#### What is being asked
Every line of the data below needs to be reproduced exactly.

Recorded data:
• • • • •
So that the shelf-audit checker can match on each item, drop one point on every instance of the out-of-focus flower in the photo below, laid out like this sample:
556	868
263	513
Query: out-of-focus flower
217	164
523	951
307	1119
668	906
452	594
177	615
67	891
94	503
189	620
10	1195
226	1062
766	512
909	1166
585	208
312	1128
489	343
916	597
• • • • •
#### Task output
So that the shelf-audit checker can match on each item, drop one point on every instance of the out-of-focus flower in the photo below, laid out like this sample:
556	868
263	513
Query: out-of-focus flower
217	164
523	951
307	1119
668	906
452	594
177	615
67	891
94	503
189	620
10	1195
226	1062
766	512
909	1166
585	208
312	1128
489	343
916	597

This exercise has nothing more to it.